**YOUR TASK:** Continue the personal account of testing positive for COVID after a conference, picking up after its final sentence.

**DOCUMENT PASSAGE:**
────

Sunday, with the conference over, i started to feel a little sick. Monday morning, as i have dozens of times before, i took a rapid test. “It’s never COVID,” i said to my wife. but within a few minutes of the test strip dampening, i said something else.
“Holy shit. I have COVID.”
i’m dealing with a lot of emotions on top of the physical symptoms. i’m disappointed — where did i slip up? who got me sick? i’m guilty — who else have i potentially sickened? what if my wife, already chronically ill, has long-term effects from this? will my students struggle when i don’t respond to their emails fast enough? am i disappointing the people waiting for me to complete obligations on Neopets and Second Life? am i worrying my dad? i’m scared — how will i take this infection?

────

**ENTRIES SHOWN:**
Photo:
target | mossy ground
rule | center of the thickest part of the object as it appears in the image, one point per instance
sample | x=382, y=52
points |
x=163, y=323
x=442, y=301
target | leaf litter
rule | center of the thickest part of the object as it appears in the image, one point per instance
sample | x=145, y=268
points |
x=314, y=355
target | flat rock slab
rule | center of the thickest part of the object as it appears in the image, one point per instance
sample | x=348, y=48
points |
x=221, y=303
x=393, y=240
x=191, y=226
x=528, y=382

────

**EXERCISE RESULT:**
above all, i’m sick. it’s hard to think. everything i do, i do slowly and gingerly, like recovering from a hangover or a bad migraine. if i am too fast, too loud, too decisive, i might hurt myself. technically, i may qualify for the paxlovid antivirals, due to the cocktail of underlying conditions i have. in practice, the pharmacist has kindly advised that i can’t have them, because my heart medication, which is not subsidized and costs me hundreds of dollars a month, would interact badly with them. my body is on its own.
i miss Vietnam. not just for everything beautiful that it was, but for what it represented in my life: the last international trip in a world where COVID-19 did not yet exist. my wife and i took a cooking class one day, surrounded by straight couples. our instructor was wonderful, and chatted enthusiastically with us as we walked from kitchen to market to buy ingredients. “You two have traveled together? You must be very good friends.”
“Best friends,” i said, and nodded enthusiastically. i’m sure she knew that wasn’t the only thing she was looking at, because couples act a certain way when they are cooking together and she saw it all day long. i felt pleasantly seen, and not like i was lying, either. i was with my best friend. at least i can say, swaddled up in my weighted blanket at home and feeling terrible, that i still am.